Please write out all of the records below verbatim, leaving the pictures out.

↓↓↓

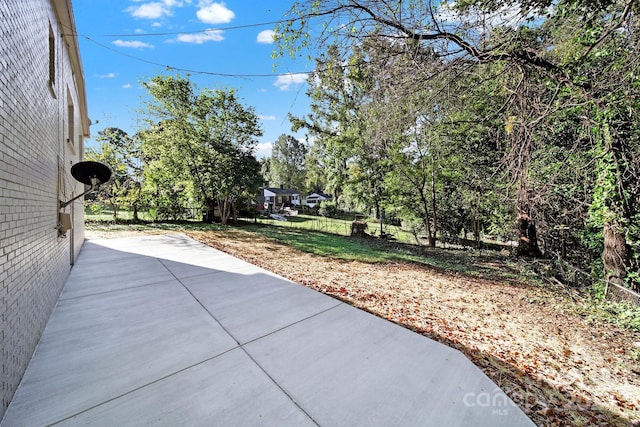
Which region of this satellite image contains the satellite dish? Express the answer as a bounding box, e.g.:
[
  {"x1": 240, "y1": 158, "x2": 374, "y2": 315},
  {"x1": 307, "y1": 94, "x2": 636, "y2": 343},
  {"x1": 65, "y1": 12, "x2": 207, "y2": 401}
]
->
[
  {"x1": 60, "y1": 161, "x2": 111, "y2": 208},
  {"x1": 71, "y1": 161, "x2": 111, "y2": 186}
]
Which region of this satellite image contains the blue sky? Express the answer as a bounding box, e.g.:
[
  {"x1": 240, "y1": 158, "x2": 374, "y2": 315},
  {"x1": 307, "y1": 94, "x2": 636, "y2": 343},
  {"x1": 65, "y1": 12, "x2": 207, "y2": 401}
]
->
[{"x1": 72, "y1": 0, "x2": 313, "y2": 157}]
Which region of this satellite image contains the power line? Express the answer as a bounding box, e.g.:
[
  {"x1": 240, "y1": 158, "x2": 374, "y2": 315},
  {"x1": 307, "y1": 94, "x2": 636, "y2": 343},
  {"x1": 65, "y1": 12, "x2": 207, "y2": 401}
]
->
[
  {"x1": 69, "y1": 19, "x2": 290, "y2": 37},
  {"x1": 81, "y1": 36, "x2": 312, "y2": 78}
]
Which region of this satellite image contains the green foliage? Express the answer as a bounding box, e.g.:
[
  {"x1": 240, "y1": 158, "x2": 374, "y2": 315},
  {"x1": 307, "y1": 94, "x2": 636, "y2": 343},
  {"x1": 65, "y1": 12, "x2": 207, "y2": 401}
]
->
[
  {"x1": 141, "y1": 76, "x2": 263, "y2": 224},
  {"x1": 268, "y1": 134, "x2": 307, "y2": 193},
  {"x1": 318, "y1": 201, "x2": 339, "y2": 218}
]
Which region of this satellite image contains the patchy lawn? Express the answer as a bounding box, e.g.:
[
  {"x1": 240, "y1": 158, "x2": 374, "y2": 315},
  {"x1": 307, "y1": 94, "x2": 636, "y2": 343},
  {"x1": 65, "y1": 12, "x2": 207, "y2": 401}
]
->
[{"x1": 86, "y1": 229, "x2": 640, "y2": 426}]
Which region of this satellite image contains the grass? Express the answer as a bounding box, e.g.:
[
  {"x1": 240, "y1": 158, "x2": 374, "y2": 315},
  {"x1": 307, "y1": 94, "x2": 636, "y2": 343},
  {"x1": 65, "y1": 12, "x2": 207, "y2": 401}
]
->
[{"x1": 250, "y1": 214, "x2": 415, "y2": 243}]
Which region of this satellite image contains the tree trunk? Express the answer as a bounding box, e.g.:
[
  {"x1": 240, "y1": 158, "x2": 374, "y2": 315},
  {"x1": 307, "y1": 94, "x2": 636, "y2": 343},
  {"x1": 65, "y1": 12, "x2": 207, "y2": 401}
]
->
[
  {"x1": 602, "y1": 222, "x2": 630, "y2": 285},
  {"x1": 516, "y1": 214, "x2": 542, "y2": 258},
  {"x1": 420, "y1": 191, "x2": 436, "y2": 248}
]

↑↑↑

REPLY:
Which region of this satellite image contains the satellite dish? Express the answer as a bounding box, e.g.:
[
  {"x1": 240, "y1": 158, "x2": 374, "y2": 315},
  {"x1": 307, "y1": 94, "x2": 636, "y2": 343},
  {"x1": 65, "y1": 12, "x2": 207, "y2": 401}
]
->
[
  {"x1": 60, "y1": 161, "x2": 111, "y2": 208},
  {"x1": 71, "y1": 161, "x2": 111, "y2": 186}
]
Which region of this satellite image contains the blue sky? Express the answer as a bounding box, e.g.:
[
  {"x1": 240, "y1": 158, "x2": 374, "y2": 315},
  {"x1": 307, "y1": 94, "x2": 636, "y2": 343},
  {"x1": 65, "y1": 12, "x2": 207, "y2": 401}
]
->
[{"x1": 72, "y1": 0, "x2": 313, "y2": 157}]
Which region of this satellite image contains the power line? Express the answer as a bounding box, e.g.:
[
  {"x1": 240, "y1": 158, "x2": 374, "y2": 315},
  {"x1": 307, "y1": 94, "x2": 636, "y2": 343},
  {"x1": 65, "y1": 12, "x2": 207, "y2": 401}
]
->
[
  {"x1": 69, "y1": 19, "x2": 290, "y2": 37},
  {"x1": 81, "y1": 36, "x2": 312, "y2": 78}
]
Which region of this satellite image contains the green foliage? Express the answer as a bounding box, e.g.:
[
  {"x1": 240, "y1": 158, "x2": 374, "y2": 315},
  {"x1": 307, "y1": 94, "x2": 636, "y2": 343},
  {"x1": 65, "y1": 12, "x2": 207, "y2": 401}
]
->
[
  {"x1": 141, "y1": 76, "x2": 263, "y2": 224},
  {"x1": 268, "y1": 134, "x2": 307, "y2": 193},
  {"x1": 318, "y1": 201, "x2": 339, "y2": 218}
]
Which region of this satellite image contains the patchy lawn? Express the answer as a bounding box, e.g.:
[
  {"x1": 240, "y1": 158, "x2": 374, "y2": 315},
  {"x1": 307, "y1": 94, "x2": 636, "y2": 343},
  {"x1": 65, "y1": 12, "x2": 207, "y2": 401}
]
->
[{"x1": 86, "y1": 229, "x2": 640, "y2": 426}]
Which region of this satellite image contains the grass? Express the answer as a bounding box, e.g.:
[
  {"x1": 240, "y1": 158, "x2": 374, "y2": 315},
  {"x1": 307, "y1": 94, "x2": 636, "y2": 343},
  {"x1": 65, "y1": 12, "x2": 207, "y2": 401}
]
->
[{"x1": 250, "y1": 214, "x2": 415, "y2": 243}]
Which region of this satellite image contains the tree trunk? Express the answer as a bounding box, e.g.:
[
  {"x1": 240, "y1": 158, "x2": 374, "y2": 315},
  {"x1": 307, "y1": 94, "x2": 636, "y2": 343},
  {"x1": 65, "y1": 12, "x2": 207, "y2": 401}
]
->
[
  {"x1": 602, "y1": 222, "x2": 630, "y2": 285},
  {"x1": 516, "y1": 214, "x2": 542, "y2": 258},
  {"x1": 420, "y1": 191, "x2": 436, "y2": 248}
]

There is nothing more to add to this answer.